## What you have to do
State how many lines in the items below contain the string "shoreline", treating uppercase and lowercase as different. Give only the number.

── Data to process

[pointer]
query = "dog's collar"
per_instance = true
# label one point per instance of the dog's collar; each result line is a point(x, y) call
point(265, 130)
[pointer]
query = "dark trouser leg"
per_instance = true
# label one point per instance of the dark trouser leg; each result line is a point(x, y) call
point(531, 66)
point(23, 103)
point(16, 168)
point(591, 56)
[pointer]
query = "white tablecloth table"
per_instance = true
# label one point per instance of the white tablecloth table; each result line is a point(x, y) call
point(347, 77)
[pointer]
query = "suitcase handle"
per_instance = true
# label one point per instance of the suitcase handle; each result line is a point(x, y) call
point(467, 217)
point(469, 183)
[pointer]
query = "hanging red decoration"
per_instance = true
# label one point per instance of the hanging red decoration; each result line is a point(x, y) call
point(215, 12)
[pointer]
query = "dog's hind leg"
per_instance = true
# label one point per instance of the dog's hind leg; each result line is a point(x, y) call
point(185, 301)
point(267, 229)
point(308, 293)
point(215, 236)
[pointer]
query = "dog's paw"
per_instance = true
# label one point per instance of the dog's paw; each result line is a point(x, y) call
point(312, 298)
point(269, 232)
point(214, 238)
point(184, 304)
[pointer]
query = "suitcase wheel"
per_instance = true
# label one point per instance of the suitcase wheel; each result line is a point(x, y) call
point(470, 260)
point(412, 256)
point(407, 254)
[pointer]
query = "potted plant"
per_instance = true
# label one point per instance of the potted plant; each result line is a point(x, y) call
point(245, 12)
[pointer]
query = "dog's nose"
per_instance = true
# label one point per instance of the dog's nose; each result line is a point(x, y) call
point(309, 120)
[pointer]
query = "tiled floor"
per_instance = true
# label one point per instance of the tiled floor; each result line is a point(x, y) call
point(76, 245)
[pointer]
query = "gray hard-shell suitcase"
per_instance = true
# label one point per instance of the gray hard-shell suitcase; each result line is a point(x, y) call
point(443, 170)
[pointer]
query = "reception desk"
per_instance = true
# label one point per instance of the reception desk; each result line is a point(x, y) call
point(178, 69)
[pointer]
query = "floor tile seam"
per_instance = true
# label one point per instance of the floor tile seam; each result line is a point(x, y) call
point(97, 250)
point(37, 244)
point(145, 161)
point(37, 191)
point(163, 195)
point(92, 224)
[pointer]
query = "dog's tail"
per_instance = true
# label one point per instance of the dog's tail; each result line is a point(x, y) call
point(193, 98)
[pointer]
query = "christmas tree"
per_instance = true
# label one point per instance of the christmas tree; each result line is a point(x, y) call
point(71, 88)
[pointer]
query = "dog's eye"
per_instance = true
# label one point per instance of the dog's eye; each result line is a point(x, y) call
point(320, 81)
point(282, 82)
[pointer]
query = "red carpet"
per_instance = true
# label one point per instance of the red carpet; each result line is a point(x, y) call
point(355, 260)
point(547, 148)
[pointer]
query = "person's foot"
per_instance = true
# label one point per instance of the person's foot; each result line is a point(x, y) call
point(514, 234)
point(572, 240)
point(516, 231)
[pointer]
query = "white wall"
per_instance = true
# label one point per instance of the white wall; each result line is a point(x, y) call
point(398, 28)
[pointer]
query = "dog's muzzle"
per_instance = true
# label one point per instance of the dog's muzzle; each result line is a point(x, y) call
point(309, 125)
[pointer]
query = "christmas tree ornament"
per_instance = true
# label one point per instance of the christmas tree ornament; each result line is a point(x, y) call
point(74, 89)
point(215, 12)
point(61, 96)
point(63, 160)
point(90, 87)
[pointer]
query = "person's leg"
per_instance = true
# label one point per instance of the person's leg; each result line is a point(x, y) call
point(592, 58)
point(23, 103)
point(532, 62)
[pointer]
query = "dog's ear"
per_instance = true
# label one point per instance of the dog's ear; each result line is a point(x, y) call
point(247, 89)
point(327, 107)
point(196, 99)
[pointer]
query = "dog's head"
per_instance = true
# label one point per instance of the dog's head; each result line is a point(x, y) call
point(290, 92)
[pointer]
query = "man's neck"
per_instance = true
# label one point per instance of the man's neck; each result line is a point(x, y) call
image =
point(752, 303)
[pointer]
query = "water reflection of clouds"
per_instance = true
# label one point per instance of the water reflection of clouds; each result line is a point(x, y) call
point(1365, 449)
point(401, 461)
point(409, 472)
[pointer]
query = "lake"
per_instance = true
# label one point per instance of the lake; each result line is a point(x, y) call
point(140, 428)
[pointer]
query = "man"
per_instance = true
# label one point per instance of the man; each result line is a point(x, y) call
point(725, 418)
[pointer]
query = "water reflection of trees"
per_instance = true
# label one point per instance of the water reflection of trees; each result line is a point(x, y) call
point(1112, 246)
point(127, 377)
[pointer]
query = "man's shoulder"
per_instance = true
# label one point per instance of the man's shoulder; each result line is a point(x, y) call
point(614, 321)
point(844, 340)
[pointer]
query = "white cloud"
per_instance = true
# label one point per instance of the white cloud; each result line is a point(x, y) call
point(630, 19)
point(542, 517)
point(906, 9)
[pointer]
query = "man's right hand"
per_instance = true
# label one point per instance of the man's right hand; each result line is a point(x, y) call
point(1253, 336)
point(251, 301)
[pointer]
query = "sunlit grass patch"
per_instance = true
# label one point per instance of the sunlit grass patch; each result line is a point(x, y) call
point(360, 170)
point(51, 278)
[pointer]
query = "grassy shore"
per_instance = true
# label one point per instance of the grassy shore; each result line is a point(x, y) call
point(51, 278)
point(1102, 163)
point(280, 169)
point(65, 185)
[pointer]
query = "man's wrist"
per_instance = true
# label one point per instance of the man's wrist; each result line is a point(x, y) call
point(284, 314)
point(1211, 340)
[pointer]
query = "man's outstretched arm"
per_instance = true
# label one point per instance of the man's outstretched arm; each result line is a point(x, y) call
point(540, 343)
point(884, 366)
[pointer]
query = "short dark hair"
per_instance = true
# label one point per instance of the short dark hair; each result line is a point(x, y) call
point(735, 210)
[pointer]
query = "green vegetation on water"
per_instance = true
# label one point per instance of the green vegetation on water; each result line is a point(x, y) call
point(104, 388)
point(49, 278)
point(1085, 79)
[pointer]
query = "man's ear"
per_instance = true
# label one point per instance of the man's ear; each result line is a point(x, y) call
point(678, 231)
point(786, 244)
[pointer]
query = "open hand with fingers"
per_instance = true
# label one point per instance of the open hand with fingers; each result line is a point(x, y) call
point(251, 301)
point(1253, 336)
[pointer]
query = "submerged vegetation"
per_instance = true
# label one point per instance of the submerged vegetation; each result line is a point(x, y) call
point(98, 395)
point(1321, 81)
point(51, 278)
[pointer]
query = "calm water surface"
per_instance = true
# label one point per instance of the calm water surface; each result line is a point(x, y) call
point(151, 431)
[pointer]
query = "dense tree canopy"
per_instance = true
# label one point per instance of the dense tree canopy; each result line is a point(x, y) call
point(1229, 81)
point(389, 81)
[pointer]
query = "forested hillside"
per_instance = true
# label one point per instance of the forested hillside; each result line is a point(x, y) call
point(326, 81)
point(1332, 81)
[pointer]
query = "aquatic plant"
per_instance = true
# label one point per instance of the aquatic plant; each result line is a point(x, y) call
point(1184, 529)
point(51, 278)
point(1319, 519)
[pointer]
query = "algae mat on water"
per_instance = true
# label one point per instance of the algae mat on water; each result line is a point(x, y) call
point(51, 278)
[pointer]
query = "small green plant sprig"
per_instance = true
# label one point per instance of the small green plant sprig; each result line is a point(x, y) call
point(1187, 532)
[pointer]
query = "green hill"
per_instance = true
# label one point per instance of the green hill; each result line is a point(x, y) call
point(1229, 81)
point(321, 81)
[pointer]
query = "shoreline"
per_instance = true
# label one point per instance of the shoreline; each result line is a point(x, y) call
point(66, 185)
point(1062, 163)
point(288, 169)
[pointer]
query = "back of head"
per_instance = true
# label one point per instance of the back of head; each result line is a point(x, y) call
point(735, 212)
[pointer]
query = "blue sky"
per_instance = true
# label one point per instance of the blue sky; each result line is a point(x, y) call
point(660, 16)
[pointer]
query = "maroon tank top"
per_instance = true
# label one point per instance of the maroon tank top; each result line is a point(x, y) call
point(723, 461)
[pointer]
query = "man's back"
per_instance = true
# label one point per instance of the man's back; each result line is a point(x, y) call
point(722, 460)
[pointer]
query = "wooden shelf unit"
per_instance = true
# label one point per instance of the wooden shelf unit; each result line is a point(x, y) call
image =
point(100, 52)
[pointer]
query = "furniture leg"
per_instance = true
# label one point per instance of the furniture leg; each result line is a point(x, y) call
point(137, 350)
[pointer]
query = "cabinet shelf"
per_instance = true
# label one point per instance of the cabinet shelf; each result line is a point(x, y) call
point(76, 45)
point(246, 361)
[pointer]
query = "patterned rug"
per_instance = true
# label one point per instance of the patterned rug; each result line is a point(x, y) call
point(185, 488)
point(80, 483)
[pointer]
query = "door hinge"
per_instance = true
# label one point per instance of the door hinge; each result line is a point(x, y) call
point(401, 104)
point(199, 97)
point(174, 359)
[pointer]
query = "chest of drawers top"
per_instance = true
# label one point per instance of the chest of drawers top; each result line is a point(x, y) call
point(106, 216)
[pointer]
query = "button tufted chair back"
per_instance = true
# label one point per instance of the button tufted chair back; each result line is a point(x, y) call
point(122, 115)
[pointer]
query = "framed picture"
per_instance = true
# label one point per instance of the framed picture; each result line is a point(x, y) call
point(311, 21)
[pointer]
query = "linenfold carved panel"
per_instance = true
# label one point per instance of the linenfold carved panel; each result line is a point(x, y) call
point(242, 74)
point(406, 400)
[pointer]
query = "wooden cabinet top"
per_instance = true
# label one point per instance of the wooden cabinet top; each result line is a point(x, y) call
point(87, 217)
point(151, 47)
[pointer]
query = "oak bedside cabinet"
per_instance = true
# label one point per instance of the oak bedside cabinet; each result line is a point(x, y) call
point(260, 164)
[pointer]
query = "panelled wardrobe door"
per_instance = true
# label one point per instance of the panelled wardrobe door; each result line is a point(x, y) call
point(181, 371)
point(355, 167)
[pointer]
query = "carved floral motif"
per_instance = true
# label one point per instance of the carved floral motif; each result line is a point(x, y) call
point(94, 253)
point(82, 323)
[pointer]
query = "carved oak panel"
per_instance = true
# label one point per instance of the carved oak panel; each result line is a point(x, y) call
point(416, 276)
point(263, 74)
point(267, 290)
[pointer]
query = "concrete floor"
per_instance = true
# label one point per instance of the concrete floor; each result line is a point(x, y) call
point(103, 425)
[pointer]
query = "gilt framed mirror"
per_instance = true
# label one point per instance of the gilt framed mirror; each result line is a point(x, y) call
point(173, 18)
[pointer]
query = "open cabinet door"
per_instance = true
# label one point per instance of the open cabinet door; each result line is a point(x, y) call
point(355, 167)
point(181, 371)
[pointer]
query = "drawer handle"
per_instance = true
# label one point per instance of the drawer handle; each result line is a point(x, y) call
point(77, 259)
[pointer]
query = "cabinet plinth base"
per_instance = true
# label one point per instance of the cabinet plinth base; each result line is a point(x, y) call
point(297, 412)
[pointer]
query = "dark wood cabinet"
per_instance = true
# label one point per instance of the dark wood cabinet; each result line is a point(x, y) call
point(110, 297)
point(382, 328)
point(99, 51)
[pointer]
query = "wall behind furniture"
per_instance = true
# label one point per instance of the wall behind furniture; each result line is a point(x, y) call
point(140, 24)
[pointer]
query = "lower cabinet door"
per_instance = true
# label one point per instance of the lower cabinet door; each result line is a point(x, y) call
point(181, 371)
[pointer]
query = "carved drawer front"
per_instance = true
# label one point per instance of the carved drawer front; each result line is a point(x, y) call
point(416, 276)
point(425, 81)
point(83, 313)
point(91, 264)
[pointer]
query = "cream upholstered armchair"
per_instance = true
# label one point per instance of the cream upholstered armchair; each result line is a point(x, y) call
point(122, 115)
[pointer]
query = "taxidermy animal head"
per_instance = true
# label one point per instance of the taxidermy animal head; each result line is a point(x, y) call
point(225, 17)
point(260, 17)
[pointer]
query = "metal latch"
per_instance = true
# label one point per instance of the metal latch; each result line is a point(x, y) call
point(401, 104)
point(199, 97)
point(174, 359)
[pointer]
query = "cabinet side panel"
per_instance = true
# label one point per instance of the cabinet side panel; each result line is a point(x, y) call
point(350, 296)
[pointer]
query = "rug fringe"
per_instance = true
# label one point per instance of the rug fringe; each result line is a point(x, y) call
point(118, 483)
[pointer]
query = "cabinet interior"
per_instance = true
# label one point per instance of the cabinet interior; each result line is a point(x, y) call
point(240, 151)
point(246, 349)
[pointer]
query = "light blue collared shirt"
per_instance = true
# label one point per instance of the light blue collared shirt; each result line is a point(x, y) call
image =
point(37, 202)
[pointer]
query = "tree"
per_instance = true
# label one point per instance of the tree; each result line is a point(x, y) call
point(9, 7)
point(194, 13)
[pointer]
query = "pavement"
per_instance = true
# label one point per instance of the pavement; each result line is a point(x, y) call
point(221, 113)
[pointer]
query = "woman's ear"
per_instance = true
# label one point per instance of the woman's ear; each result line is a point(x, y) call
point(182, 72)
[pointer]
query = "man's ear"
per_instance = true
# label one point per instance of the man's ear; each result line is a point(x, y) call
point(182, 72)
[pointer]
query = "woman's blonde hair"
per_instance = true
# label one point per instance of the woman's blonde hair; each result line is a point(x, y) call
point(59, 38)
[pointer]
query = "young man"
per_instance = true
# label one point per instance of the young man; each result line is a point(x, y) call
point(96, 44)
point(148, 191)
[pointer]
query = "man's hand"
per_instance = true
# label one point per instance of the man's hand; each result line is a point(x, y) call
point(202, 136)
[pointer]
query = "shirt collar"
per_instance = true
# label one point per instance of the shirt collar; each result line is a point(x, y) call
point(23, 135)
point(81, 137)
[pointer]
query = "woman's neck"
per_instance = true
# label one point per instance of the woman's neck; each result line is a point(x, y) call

────

## Exercise output
2